La Writers Guild Italia è nata con il preciso intento di valorizzare e di far rispettare, sotto ogni aspetto, il lavoro professionale degli sceneggiatori e quindi anche la loro immagine pubblica. La sezione SCRITTO DA, sotto l’egida di WRITTEN BY, la prestigiosa rivista della WGAw, raccoglie e diffonde la voce degli sceneggiatori italiani, per tentare di supplire alla grande disattenzione con cui gli scrittori e le sceneggiature vengono penalizzati dalle comunicazioni dei festival e degli organi di informazione.
SCRITTORI A VENEZIA
Writers Guild Italia (WGI) incontra gli sceneggiatori italiani presenti con le loro opere alla 71° Mostra Internazionale d’Arte Cinematografica di Venezia (27 agosto-6 settembre)
Simone Massi è l’autore globale del cortometraggio d’animazione L’ATTESA DEL MAGGIO. Il corto sarà presentato fuori concorso nella sezione Orizzonti il 3 settembre 2014, alle 17.15 nella Sala Casinò. Massi è anche l’autore del manifesto della 71° edizione della Mostra, ispirato al film I 400 colpi di Truffaut.
L’attesa del maggio
scritto (e disegnato) da… SIMONE MASSI
1. Simone, ciao, ci racconti la storia di “L’attesa del maggio” in poche parole?
E l’attraversamento di una terra, la mia, e di un tempo, che invece mi ha preceduto.
2. Com’è nato il film? Cosa ti premeva raccontare?
L’idea iniziale era quella del viaggio di un disertore, volevo raccontare di un ritorno a casa.
3. Mi viene spontaneo farti una domanda ulteriore, tendenziosa: perché proprio questa storia? Ha qualcosa a che fare con un stato d’animo collettivo che senti in questo periodo o pensi che rispecchi solo una tua sensazione individuale che hai deciso di raccontare?
Le storie vengono senza preavviso e, quando succede, si cerca di capire se hanno bisogno di tempo per maturare. In questo caso non ho dovuto aspettare, ho potuto mettermi subito al lavoro e dargli una forma. Questo, insieme al titolo, mi fa pensare a un qualcosa che ha covato a lungo, segretamente, e che adesso si è sparso nell’aria. Ma è una sensazione, è difficile dire con precisione. Quello che so con certezza è che nel mio mestiere sono una mano e un’anima, e per fare un buon lavoro devo cercare di mettere da parte i pensieri e fidarmi: prendo la materia che mi arriva e la lavoro senza ragionamenti o calcoli.

::::::::

§ Compiti da svolgere:
1) Trascrivi fedelmente le righe dell'elenco, dalla riga che contiene "Exercise. Spot the cloudy" fino alla fine dell'elenco, estremi inclusi.
2) Continua l'intervista a Simone Massi su "L'attesa del maggio", riprendendo dopo l'ultima frase riportata.

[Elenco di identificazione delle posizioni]
::::::::

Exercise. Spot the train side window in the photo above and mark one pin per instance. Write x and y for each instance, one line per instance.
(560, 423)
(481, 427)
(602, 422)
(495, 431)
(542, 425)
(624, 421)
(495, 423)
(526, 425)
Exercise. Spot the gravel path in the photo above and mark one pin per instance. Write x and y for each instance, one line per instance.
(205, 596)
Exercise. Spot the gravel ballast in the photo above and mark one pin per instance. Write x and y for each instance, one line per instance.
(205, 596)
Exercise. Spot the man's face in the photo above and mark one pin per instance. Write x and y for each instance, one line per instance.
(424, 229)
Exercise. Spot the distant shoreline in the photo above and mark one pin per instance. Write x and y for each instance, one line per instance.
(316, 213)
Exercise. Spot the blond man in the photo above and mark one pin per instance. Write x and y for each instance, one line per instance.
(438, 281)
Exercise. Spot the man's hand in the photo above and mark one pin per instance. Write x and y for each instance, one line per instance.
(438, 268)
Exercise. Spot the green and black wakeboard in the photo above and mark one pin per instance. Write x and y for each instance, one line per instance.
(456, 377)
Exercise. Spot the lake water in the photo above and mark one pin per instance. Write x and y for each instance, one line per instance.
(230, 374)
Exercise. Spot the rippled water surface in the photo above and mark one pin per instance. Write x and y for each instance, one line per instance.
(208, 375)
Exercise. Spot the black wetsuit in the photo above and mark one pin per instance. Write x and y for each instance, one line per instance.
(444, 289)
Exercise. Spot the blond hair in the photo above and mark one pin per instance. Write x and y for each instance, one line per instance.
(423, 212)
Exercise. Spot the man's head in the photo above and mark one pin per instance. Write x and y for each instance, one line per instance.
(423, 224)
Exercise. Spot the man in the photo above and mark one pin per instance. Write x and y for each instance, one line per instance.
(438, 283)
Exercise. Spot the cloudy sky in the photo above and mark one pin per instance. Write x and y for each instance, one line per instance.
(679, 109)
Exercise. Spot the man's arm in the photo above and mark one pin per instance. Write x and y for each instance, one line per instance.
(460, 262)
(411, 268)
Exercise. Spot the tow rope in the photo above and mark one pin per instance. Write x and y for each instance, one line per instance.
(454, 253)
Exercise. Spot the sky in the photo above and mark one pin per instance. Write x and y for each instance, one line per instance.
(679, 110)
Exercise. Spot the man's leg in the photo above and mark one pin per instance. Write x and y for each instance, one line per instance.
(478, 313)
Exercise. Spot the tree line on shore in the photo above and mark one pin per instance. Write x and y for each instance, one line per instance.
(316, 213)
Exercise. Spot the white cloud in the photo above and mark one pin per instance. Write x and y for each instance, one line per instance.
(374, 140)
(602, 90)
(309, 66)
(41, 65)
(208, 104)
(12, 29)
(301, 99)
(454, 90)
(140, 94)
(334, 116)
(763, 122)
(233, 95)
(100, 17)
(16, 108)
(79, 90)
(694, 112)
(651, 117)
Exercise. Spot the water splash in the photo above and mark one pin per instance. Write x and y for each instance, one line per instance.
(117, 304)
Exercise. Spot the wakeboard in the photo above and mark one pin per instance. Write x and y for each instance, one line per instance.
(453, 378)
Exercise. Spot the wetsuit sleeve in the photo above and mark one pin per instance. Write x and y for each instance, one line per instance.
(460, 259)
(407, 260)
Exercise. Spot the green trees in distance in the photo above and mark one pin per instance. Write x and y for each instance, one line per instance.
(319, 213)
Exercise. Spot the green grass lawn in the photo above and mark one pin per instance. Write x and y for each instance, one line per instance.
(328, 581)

::::::::

§ Esercizi risolti:
1)
Exercise. Spot the cloudy sky in the photo above and mark one pin per instance. Write x and y for each instance, one line per instance.
(679, 109)
Exercise. Spot the man's arm in the photo above and mark one pin per instance. Write x and y for each instance, one line per instance.
(460, 262)
(411, 268)
Exercise. Spot the tow rope in the photo above and mark one pin per instance. Write x and y for each instance, one line per instance.
(454, 253)
Exercise. Spot the sky in the photo above and mark one pin per instance. Write x and y for each instance, one line per instance.
(679, 110)
Exercise. Spot the man's leg in the photo above and mark one pin per instance. Write x and y for each instance, one line per instance.
(478, 313)
Exercise. Spot the tree line on shore in the photo above and mark one pin per instance. Write x and y for each instance, one line per instance.
(316, 213)
Exercise. Spot the white cloud in the photo above and mark one pin per instance. Write x and y for each instance, one line per instance.
(374, 140)
(602, 90)
(309, 66)
(41, 65)
(208, 104)
(12, 29)
(301, 99)
(454, 90)
(140, 94)
(334, 116)
(763, 122)
(233, 95)
(100, 17)
(16, 108)
(79, 90)
(694, 112)
(651, 117)
Exercise. Spot the water splash in the photo above and mark one pin per instance. Write x and y for each instance, one line per instance.
(117, 304)
Exercise. Spot the wakeboard in the photo above and mark one pin per instance. Write x and y for each instance, one line per instance.
(453, 378)
Exercise. Spot the wetsuit sleeve in the photo above and mark one pin per instance. Write x and y for each instance, one line per instance.
(460, 259)
(407, 260)
Exercise. Spot the green trees in distance in the photo above and mark one pin per instance. Write x and y for each instance, one line per instance.
(319, 213)
Exercise. Spot the green grass lawn in the photo above and mark one pin per instance. Write x and y for each instance, one line per instance.
(328, 581)

2)
4. Il tuo mezzo espressivo è l’animazione: quale peso dài all’elaborazione della storia nella creazione dei tuoi film? Esiste un lavoro di scrittura preliminare alla realizzazione?
Alla base delle mie animazioni ci sono sempre una parola e un’immagine e sono entrambe minuscole e indecifrabili, appuntate nel primo pezzo di carta che ho sottomano. Poi sviluppo entrambi, realizzo un piccolo soggetto e uno storyboard che in realtà servono unicamente per non perdere le prime idee. I tempi di lavorazione sono molto lunghi e le idee vere, quelle buone, vengono mentre animo. Le storie animate le devo lasciar libere di girare nella testa. Nel momento in cui decidessi di scriverle per bene diventerebbero racconti e mi rifiuterei poi di animarli. Nel mio caso si può dire che esiste un lavoro di scrittura disegnata.
5. Come per il resto della tua filmografia, hai ideato questo film da solo. E’ una scelta, una necessità?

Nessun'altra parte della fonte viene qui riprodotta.